◆ **Information supplied**:
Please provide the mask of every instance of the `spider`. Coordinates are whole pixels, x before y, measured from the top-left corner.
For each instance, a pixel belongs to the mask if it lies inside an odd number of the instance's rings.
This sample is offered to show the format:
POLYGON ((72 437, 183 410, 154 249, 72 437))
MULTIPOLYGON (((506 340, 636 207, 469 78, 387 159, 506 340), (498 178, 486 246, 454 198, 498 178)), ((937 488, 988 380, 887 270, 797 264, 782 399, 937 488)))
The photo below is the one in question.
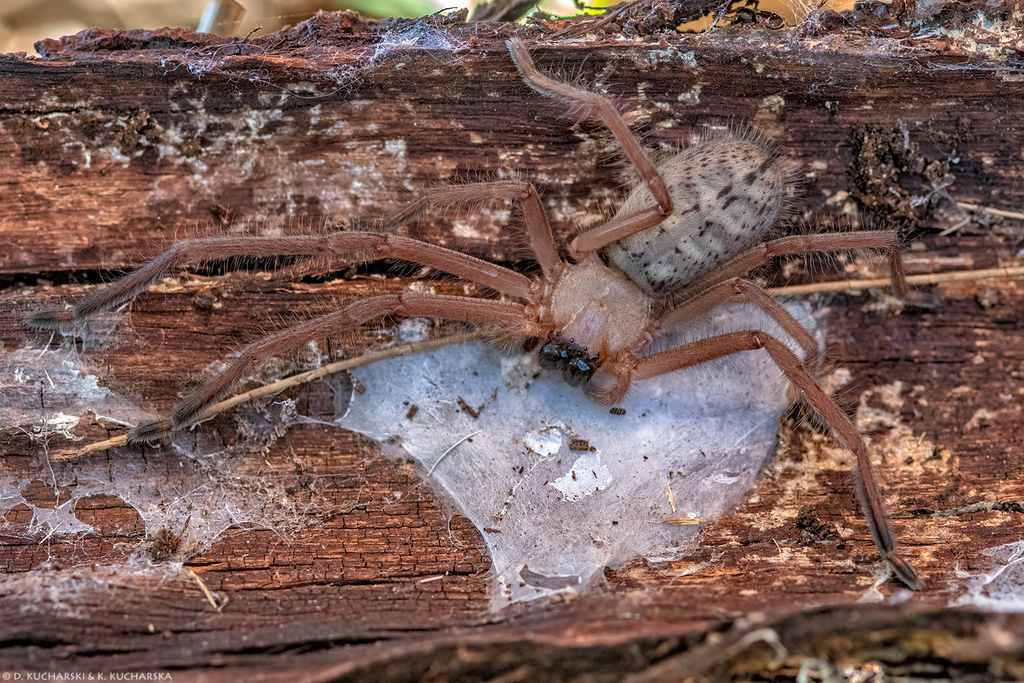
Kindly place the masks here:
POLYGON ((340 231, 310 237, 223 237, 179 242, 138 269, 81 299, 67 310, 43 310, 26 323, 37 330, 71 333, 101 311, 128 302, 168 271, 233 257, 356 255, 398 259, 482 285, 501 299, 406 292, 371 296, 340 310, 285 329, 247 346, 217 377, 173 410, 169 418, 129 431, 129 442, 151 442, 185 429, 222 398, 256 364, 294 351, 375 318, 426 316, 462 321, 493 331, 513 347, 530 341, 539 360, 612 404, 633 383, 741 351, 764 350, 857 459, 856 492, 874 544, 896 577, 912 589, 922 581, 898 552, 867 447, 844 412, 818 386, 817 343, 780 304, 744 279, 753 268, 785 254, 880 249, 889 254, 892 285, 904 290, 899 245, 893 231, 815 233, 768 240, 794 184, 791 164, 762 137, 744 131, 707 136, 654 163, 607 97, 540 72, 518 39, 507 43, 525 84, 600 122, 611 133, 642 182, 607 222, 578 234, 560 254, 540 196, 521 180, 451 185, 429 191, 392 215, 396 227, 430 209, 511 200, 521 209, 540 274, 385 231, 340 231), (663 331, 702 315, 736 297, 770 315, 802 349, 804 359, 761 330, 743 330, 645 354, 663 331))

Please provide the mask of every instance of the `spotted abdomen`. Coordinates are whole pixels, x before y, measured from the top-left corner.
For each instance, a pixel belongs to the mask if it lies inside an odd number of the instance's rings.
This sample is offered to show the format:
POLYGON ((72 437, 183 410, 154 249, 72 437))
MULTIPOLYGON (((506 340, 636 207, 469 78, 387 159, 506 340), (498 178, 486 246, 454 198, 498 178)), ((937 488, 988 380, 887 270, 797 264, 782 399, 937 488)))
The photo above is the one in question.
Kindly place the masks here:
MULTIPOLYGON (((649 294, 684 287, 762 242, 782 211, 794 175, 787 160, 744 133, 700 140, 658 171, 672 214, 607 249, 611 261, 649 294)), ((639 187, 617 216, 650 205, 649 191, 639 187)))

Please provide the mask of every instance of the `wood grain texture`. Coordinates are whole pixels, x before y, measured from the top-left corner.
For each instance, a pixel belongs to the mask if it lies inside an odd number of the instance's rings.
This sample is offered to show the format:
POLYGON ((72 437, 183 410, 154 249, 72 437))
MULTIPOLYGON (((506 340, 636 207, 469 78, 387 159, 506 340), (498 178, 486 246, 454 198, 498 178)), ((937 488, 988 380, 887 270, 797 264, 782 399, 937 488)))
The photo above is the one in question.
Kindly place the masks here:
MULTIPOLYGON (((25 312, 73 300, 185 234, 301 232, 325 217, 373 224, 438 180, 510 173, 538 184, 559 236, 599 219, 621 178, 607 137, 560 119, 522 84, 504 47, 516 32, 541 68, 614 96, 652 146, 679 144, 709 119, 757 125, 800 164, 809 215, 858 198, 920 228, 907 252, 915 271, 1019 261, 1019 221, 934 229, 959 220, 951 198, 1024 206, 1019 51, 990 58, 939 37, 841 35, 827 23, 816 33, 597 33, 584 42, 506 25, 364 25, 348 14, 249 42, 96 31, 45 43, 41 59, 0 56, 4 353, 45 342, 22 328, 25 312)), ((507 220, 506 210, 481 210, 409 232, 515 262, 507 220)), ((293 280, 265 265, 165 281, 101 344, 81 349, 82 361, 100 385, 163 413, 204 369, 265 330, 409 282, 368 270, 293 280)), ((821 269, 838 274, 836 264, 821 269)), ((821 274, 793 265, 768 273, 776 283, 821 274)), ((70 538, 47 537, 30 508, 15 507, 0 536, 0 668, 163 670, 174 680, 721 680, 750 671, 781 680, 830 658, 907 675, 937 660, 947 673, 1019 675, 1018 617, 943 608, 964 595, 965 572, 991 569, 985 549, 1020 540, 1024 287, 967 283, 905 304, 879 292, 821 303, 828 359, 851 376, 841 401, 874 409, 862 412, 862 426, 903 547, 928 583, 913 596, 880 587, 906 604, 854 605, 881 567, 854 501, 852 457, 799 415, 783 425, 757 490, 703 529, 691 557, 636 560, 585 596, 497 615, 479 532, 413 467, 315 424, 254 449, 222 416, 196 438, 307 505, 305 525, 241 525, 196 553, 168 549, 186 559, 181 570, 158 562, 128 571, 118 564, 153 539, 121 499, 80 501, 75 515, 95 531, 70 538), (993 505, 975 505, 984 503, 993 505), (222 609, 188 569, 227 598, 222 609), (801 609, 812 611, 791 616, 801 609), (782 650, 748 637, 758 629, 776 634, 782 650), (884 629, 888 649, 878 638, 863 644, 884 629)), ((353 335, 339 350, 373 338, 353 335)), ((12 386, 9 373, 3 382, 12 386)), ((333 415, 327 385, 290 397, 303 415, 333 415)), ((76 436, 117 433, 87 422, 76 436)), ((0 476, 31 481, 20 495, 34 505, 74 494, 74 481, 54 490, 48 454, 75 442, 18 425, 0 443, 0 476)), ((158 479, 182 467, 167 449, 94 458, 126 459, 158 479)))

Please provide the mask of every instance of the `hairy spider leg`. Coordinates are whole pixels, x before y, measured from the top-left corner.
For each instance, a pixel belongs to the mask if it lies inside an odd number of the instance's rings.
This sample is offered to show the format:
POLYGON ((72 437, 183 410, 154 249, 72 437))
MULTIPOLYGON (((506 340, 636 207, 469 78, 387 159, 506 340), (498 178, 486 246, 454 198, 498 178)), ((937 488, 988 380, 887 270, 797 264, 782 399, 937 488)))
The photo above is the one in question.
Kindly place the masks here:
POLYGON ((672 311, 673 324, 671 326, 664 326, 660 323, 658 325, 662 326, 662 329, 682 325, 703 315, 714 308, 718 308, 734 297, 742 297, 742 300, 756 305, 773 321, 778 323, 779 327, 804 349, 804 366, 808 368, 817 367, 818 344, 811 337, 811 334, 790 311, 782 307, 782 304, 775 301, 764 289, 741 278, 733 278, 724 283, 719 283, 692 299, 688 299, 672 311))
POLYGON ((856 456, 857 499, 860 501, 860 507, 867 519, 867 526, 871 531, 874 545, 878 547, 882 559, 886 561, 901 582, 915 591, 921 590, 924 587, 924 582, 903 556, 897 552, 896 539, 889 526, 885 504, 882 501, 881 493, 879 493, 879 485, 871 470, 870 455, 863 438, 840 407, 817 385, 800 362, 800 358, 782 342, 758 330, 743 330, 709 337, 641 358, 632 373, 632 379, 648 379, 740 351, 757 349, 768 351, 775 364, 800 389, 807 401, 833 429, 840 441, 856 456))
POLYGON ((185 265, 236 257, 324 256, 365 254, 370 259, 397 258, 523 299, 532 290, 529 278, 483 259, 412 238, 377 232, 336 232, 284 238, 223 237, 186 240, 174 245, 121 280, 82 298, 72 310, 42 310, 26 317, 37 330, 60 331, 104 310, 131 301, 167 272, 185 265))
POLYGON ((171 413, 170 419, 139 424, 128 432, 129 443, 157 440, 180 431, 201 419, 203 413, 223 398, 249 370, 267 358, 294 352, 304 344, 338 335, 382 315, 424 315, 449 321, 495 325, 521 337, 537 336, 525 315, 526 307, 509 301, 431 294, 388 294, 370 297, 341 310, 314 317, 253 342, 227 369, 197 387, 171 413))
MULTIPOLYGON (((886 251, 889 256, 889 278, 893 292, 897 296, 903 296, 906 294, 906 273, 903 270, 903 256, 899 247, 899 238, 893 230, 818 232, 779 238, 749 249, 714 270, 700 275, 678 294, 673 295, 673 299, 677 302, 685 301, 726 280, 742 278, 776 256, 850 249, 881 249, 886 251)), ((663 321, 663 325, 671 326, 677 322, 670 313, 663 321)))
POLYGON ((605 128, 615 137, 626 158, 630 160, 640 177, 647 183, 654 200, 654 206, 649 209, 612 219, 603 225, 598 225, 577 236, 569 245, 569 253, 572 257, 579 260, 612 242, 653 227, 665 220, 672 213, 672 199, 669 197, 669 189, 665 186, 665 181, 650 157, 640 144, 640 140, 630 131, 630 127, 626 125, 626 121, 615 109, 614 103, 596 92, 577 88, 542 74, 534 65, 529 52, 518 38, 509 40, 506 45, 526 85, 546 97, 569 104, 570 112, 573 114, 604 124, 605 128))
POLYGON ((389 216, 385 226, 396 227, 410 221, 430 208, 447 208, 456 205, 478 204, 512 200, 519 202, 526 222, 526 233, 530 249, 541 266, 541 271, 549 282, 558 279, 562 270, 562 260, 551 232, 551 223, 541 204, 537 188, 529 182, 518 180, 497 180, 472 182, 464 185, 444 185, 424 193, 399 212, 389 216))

...

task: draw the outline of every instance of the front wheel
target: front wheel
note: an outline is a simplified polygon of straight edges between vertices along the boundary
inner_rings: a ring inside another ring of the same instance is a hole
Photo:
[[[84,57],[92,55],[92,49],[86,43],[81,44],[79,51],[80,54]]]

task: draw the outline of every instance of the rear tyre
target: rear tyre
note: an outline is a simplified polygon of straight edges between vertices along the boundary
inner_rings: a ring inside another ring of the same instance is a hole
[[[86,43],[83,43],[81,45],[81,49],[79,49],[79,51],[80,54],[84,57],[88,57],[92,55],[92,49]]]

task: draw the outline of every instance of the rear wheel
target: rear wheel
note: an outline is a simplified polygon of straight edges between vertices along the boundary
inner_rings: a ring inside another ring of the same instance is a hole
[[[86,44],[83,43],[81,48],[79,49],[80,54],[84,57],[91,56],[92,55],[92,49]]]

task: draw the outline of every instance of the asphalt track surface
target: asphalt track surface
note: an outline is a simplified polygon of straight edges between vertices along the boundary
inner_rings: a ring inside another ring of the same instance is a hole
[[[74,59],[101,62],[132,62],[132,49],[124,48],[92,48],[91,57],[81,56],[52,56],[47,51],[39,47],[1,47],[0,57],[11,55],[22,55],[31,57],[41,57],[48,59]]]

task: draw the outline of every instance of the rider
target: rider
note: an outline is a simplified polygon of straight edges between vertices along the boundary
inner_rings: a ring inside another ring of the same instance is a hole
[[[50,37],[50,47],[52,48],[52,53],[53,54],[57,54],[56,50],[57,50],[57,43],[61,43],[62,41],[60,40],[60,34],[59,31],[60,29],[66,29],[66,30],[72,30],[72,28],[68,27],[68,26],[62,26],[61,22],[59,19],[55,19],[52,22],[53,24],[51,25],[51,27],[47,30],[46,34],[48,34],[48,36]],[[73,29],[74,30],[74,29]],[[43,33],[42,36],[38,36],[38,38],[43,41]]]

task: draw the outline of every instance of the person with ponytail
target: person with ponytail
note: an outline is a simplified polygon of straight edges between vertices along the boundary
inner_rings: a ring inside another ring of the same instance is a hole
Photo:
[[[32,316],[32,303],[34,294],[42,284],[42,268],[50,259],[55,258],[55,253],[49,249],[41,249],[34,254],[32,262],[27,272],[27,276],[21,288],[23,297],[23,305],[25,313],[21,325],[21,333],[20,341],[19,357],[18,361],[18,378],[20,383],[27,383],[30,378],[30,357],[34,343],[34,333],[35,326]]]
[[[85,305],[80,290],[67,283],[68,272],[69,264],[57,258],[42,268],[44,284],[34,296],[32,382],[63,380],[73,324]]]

◆ **The request**:
Pick out and copy every line of the material above that contains the string "spider". Case counts.

◆ **Response**:
Please provide the mask of every instance of the `spider`. Coordinates are whole pixels, x before y, measured from the top-left corner.
Please provide the mask of every instance of the `hairy spider leg`. Coordinates are whole pixels, x before y, measured from the top-left corner.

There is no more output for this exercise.